** Page extract **
Interestingly enough, “You Have Saved This City” also sets up what will be the end of the show with the fall’s half season and Oliver’s inevitable death. As I’ve been hypothesizing since the Elseworlds event, it has everything to do with Crisis on Infinite Earths and the deal Oliver struck with the Monitor in the former. Once everything quiets down, and Ollie and Felicity have been in their new secluded home in the woods (for an unspoken number of months, though we do see baby Mia’s birth), the multiversal watchman shows up in their home and tells the former Green Arrow that it’s time he makes good on their bargain. Felicity isn’t exactly keen on this idea, but Oliver explains that he chose to trade his fate for the lives of both Barry and Kara, and the entire multiverse. Kissing his wife and baby girl goodbye, Oliver leaves with the Monitor to prepare for the coming crisis. This brings about a few things, one of which being that the next crossover event will be virtually nothing like its comic book counterpart in that both Barry Allen and the original Supergirl were killed in that event, whereas it would appear that their fates are, at least for now, uncertain. Secondly comes the question of what the next season of Arrow will actually entail. Will it focus on Ollie and his working with the Monitor leading up to the big event? Or will it focus on the team he and Felicity left behind and we won’t see Stephen Amell until the aforementioned crisis?

Arrow, You Have Saved This City

In a less-satisfactorily tied-off finish, the future timeline also appears to have run its course. The team surmises that, thanks to Mia not having any sort of registry within ARCHER’s database, that Felicity may be able to throw the AI system for a loop and give the rest of the team an opening to shut it down for good and avoid seeing Star City and the Glades turned into a full-on police state. As a certain chilly captain on The Flash once said, “Make the plan. Execute the plan. Expect the plan to go off the rails. Throw away the plan.” And just as with the wrap to the present arc, that’s pretty much what happens, as Felicity’s idea winds up not panning out and, instead of crashing altogether, ARCHER simply reboots, and the team is forced to contend with the AI supersoldiers Galaxy One has developed. The fight is certainly cool enough, and Old Man Roy getting a piece of the action is great in and of itself, but it doesn’t present the Zeta soldiers as much of a threat, or at least not nearly to the degree that their introduction had suggested they would be. In any case, the day is saved after a (mostly) hard-fought battle, and Dinah, Roy, and Felicity all leave the restoration of Star City to the younger generation of heroes. The only thing worthy of note here is the paralleling of Felicity leaving William and Mia, and Oliver leaving her and baby Mia. The final scene between Oliver and Felicity is really touching and heartfelt, and showcases Amell’s emotional range, which he surprises us with from time to time. Apparently, Ms. Smoak made her own deal with the Monitor at some point, and he arrives to take her to finally be reunited with her husband – a happy ending?

** What is being asked **
Continue the review of the Arrow episode "You Have Saved This City" from where it ends.

** Records supplied **
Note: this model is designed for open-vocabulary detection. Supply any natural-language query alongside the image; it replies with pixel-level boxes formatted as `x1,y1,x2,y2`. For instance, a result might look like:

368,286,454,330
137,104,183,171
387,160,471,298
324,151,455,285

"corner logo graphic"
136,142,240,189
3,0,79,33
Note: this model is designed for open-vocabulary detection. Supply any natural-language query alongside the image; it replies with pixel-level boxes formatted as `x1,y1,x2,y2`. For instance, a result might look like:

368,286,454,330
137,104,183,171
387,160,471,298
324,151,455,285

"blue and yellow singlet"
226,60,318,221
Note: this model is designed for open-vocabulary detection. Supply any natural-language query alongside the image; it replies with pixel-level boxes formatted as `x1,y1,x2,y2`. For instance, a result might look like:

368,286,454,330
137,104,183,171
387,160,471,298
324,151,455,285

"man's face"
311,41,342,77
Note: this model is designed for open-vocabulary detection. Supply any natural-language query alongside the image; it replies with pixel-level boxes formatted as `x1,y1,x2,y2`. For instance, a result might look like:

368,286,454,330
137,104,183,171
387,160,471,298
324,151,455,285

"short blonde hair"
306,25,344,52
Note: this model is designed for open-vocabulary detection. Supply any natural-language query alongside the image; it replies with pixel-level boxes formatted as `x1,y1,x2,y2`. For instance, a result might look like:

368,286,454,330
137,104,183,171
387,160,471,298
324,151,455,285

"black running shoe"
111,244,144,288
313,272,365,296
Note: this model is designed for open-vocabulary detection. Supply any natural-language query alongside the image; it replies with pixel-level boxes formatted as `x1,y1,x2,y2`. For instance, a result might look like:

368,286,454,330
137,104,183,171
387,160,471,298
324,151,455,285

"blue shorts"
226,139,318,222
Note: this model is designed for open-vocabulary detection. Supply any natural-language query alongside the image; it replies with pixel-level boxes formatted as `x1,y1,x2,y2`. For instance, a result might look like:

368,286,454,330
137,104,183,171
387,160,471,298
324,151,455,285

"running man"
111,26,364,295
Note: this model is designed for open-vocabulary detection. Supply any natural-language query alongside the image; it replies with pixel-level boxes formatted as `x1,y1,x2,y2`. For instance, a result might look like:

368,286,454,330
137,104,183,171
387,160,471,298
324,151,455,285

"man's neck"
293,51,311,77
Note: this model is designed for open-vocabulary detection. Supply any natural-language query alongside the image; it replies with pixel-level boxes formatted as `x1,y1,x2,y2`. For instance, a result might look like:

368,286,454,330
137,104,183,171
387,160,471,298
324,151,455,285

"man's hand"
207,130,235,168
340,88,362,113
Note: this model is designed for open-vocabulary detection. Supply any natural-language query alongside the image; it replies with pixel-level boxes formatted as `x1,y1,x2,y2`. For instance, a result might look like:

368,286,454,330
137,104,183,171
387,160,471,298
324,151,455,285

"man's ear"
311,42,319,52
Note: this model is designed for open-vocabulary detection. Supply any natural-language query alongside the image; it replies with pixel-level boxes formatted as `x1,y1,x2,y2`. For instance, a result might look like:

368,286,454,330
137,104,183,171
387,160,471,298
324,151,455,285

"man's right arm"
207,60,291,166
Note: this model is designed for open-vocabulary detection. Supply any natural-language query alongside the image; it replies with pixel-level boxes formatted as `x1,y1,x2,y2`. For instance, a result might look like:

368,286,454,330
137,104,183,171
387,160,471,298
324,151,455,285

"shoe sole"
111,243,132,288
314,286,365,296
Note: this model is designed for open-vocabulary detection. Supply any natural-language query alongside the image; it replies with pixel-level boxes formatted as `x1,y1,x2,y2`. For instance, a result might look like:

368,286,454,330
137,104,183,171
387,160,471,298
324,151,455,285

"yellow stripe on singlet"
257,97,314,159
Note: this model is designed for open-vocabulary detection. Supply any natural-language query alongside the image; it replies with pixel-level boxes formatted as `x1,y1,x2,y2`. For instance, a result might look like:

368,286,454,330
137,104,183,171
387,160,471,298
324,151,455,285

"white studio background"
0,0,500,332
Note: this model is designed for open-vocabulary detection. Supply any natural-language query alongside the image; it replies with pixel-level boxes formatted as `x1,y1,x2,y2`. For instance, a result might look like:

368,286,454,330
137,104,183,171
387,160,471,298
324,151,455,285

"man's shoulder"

** Answer to this exercise **
This season attempted to weave a lot of different character arcs into two separate timelines, and ultimately, while the overall plots were wrapped up satisfactorily, I think that too many loose ends were left over with regards to the individuals within. I would have liked to find out what happened to Diggle in the future, as well as learn more about what got each of the members of Team Arrow to where they were when we found them there, grey hair and all. As Roy tells William near the end of “You Have Saved This City,” when asked about how he wound up on Lian Yu in the first place, “That’s a long story.” Well, it was too long a story for the writers to tell us as well, because we got bupkiss.

Arrow - Season 7 Episode 22 "You Have Saved This City"

Plot - 7.5
Acting - 8
Progression - 7.5
Product Design - 8.5
Action - 9.5

8.2

Good

While as a single episode, "You Have Saved This City" had all the makings of greatness with its blend of action and emotions, in the context of being a season finale (one which I have been increasingly concerned about over the last few weeks), it falls short by failing to bring enough closure to many of the individual character plots contained within this season.